• _What to work on_:
1. According to the text on yoga as aerobic exercise, how many minutes of moderate aerobic exercise per week do current guidelines suggest?
2. Carry on the text about fast-paced yoga and aerobic exercise from its final sentence.

Aerobic activity, characterized by an elevated heart rate and increase in the body’s use of oxygen, is closely linked to improved health and prolonged life spans; current guidelines suggest that people get at least 150 minutes of moderate aerobic exercise each week. Scant research has examined whether yoga is exercise under those guidelines, though. Now two new studies in Complementary Therapies in Medicine indicate that it can be, at least if it’s done rapidly.

The practice of yoga in America typically consists of bodily poses interspersed with or followed by breathing exercises and meditation. The most famous movements are incorporated into the sun salutation, a series of poses that includes the downward-facing dog, among others. These are usually performed near the start of yoga classes and can be among their most physically demanding segments. Yet according to a 2016 review of yoga research, the energy expended by those who move slowly during sun salutations generally compares to the demands of a stroll at three miles per hour. (This was the case for both standard yoga and the poses used in Bikram-style hot yoga.)

Exercise scientists at the University of Miami wondered whether less-languid yoga would be more aerobically beneficial. They outfitted 22 healthy adult male and female volunteers with masks and sensors that measured energy expenditure and muscular activity and had them complete as many sun salutations as possible in eight minutes while taking either 12 seconds to hold and flow from pose to pose or three seconds. (The subjects had experience doing yoga.)

• _Saved entries_:
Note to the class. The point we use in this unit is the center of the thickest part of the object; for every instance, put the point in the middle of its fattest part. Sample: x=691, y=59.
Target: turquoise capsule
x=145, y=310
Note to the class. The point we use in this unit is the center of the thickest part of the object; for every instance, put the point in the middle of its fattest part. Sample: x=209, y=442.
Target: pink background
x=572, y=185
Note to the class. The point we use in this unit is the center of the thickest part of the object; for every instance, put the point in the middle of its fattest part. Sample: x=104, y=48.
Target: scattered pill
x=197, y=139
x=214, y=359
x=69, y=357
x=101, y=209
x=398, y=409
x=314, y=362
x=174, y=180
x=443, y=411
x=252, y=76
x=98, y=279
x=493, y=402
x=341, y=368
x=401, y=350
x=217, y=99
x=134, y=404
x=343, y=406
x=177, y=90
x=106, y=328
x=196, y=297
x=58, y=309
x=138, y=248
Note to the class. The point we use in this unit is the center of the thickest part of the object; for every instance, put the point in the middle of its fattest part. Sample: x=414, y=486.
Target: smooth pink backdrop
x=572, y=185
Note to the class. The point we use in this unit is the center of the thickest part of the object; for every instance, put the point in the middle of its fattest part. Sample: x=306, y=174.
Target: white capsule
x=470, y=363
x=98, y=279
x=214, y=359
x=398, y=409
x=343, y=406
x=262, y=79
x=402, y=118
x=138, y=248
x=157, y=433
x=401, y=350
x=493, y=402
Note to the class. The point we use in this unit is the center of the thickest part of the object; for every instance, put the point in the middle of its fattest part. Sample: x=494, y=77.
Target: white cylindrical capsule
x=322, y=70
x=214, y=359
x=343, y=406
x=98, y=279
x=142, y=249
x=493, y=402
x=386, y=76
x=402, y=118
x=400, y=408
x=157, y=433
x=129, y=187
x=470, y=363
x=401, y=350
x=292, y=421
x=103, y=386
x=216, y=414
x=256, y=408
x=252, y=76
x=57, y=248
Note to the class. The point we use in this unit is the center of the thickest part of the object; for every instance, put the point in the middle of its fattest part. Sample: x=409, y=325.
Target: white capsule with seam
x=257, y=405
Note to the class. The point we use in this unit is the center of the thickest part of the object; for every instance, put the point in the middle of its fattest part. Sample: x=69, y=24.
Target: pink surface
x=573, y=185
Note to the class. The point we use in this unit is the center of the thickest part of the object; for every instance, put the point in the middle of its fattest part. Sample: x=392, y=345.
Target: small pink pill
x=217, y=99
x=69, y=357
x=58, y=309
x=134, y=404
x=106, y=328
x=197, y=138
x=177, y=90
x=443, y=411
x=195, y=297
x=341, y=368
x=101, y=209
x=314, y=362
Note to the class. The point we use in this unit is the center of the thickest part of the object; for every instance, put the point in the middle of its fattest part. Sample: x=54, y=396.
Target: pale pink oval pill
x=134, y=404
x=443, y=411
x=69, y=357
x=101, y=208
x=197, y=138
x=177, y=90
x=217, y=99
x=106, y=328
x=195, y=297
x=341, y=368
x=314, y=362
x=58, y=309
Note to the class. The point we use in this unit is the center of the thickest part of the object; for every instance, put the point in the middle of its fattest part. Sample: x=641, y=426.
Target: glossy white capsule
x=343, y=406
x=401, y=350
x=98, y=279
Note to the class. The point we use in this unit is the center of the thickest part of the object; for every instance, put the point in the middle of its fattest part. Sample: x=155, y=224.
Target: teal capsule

• _Task results_:
1. At least 150 minutes.

2.
Not surprisingly, doing yoga faster required greater effort and burned far more calories: about 48 calories on average during the eight-minute sessions, compared with 29 calories while doing the standard salutations. But the researchers were intrigued to find that most of this exertion took place in between poses rather than during the poses themselves.

The salutations, particularly when done three times as fast, functioned as intense interval training, says Joseph Signorile, a professor at the University of Miami and the senior author of the studies. Transitioning from pose to pose was similar to sprinting, he says, while the poses allowed for brief recovery. Eight minutes of almost any type of high-intensity interval training qualifies as an aerobic workout.

Of course, most yoga classes are not structured as this experiment was. Those seeking physical exertion should look for classes billed as “power” yoga, according to Melanie Potiaumpai, who led both studies as a doctoral candidate in Dr. Signorile’s lab.

Dr. Signorile acknowledges yoga’s nonaerobic virtues. “We’re not saying that you should ignore the meditative side,” he says. The guided contemplation of body and self provides significant psychological benefits. But the energy expended to achieve those gains is about the same that you would spend taking a nap.